## Text for analysis
Day 11: Book from your favorite author
I have a new favorite author every week. Right now, I want to bring to your attention The Same Sea As Every Summer by Esther Tusquets. In the novel, a female professor of literature tries to escape from her ghastly patriarchal marriage and boring bourgeois existence through a lesbian affair with her student. Beautiful language, a very powerful narrative, and it’s based on true events, too.
Day 12: Book that is most like your life
Galdos’s That Bringas Woman hits home on a variety of levels. I don’t feel like being any more explicit right now but that’s my life.
Day 13: Book whose main character is most like you
I identify hugely with Fermin de Pas of Leopoldo Alas’s great novel La Regenta. It isn’t like there are any female characters anywhere one could identify with. Believe me, I’ve been looking forever.
Day 14: Book whose main character you want to marry
A character who is better than my N.? No writer has the kind of an imagination that could create a character that perfect.
Day 15: First “chapter book” you can remember reading as a child
I think it was Oliver Twist, one of Dickens’s weakest novels, which almost put me off the writer permanently.
Day 16: Longest book you’ve read
I think that would be Samuel Richardson’s Clarissa in 6 volumes. Make sure you read this unabridged version because there are many editions created by jerkwads who think they are entitled to mess with this beautiful text.
Day 17: Shortest book you’ve read
I have no idea. The shortness of a book is not as memorable as a book’s length.
Day 18: Book you’re most embarrassed to say you like
OK, this isn’t easy to confess, but I really dig Frances Hodgson Burnett, especially her A Little Princess. I discovered the author in adulthood, so it isn’t like I’m driven to like her books by warm and fuzzy childhood memories.
Day 19: Book that turned you on
I remember that 1,001 Nights had a huge erotic impact when I was a child. “What are you reading?” adults would ask. “Fairy-tales,” I would reply, although this book read like real pornography. Of course, you need a non-sanitized, original version.

(Stored data entries)
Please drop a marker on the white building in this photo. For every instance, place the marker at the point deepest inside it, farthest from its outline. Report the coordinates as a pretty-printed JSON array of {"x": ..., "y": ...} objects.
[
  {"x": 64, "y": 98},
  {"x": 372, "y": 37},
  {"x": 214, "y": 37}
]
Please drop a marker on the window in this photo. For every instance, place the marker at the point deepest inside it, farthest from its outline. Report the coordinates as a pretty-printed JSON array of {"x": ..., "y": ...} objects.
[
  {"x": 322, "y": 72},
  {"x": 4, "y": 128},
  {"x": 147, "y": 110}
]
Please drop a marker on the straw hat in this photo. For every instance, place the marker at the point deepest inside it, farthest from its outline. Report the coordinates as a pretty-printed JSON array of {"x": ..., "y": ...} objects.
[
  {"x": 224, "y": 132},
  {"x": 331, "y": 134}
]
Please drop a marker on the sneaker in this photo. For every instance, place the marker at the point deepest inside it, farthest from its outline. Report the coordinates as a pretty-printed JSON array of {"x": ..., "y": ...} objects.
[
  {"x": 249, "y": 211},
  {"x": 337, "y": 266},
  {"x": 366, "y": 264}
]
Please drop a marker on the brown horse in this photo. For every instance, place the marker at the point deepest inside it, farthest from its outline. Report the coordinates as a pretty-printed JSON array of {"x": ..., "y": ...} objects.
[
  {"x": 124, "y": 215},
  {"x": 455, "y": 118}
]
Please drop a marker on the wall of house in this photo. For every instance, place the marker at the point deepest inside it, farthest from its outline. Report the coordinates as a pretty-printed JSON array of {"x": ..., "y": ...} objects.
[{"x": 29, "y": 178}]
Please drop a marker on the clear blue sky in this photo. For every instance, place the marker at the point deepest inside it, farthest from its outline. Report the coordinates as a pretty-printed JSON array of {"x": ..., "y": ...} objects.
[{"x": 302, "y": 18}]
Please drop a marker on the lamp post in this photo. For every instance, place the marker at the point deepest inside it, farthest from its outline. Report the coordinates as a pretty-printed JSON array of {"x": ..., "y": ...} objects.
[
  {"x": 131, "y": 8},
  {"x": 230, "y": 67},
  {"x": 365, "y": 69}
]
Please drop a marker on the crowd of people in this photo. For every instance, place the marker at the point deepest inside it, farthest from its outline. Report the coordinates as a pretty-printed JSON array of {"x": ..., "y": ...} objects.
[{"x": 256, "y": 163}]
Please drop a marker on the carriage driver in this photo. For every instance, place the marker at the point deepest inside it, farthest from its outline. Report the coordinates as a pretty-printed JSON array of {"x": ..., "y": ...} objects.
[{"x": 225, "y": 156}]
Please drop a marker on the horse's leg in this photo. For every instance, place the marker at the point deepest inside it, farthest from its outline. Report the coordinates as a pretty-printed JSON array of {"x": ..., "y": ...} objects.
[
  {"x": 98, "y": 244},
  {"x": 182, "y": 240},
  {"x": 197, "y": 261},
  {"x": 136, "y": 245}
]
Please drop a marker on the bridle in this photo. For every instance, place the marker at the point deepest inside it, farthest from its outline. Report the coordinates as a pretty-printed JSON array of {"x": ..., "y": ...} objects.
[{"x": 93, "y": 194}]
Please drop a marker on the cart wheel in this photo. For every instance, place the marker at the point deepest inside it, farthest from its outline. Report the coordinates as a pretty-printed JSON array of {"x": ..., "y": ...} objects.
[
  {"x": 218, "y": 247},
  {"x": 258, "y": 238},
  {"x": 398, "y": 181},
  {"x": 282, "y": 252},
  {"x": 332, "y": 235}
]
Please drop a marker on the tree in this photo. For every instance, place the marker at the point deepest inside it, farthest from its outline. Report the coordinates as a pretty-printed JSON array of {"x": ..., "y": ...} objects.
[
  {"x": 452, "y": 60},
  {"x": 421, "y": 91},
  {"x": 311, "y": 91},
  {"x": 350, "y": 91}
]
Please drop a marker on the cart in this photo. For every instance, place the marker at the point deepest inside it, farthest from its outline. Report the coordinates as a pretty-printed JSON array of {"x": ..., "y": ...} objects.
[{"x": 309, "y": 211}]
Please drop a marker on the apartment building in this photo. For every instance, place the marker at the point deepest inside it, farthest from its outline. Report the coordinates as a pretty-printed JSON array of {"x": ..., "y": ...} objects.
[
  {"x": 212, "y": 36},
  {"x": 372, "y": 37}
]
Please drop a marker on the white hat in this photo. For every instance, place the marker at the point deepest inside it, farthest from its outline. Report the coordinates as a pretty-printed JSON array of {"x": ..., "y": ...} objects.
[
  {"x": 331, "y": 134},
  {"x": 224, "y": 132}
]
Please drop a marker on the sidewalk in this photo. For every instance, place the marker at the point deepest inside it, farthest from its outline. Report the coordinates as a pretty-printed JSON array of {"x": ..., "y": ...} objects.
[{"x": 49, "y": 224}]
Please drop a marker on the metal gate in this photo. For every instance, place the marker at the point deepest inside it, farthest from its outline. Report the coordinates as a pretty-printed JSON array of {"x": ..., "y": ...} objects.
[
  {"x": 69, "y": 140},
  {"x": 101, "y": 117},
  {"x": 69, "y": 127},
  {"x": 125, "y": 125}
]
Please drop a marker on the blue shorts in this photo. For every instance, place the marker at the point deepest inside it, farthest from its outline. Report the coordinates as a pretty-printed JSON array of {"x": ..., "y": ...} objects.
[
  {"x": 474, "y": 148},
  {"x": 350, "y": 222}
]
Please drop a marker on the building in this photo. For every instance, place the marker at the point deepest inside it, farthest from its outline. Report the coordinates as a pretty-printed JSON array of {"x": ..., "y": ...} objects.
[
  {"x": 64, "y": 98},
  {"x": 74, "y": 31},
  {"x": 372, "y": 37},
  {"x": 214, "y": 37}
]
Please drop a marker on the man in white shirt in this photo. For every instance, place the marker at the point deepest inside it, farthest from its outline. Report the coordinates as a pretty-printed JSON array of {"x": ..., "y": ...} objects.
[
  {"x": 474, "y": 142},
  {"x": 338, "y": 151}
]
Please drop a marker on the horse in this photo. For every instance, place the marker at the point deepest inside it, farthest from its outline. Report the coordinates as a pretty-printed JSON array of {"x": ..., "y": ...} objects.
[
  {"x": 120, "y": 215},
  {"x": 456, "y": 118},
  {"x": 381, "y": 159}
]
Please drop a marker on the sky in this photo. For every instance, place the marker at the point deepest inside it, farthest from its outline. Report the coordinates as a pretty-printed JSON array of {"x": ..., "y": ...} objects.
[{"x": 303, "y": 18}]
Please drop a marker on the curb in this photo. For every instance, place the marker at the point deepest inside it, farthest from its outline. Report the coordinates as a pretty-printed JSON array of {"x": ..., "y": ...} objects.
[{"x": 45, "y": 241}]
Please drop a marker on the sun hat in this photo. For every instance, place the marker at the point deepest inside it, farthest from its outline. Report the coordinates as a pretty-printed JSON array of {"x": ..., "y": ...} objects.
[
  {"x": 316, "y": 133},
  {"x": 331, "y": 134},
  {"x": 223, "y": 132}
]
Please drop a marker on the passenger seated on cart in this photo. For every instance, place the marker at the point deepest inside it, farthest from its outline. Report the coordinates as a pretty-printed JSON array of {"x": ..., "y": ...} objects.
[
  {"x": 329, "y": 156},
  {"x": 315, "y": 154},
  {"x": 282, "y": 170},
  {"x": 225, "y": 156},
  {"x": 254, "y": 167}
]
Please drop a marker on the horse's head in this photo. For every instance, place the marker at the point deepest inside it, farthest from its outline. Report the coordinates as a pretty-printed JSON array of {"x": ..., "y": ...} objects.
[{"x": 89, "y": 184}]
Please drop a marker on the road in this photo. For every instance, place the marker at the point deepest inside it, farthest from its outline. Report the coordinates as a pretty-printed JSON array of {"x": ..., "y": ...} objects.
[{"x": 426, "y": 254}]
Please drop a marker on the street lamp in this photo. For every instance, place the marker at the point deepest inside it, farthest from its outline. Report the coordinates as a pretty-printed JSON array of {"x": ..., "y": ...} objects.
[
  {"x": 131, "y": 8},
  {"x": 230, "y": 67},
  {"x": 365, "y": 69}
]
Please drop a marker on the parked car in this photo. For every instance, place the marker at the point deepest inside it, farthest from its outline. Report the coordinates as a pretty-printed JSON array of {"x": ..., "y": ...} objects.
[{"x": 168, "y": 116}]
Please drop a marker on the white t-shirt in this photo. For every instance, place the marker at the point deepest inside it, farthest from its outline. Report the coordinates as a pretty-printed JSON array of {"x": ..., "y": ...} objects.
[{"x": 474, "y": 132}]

## Directions
Decide whether each statement agrees with the reading-list text above, answering yes or no and quoting the words of the text that decide it: (a) The writer first read Frances Hodgson Burnett as a child. (b) The longest book the writer names is Samuel Richardson's Clarissa, in six volumes. (c) The writer states that Oliver Twist made the writer give up Dickens for good.

## Written solution
(a) No: "I discovered the author in adulthood"
(b) Yes: "I think that would be Samuel Richardson’s Clarissa in 6 volumes"
(c) No: "which almost put me off the writer permanently"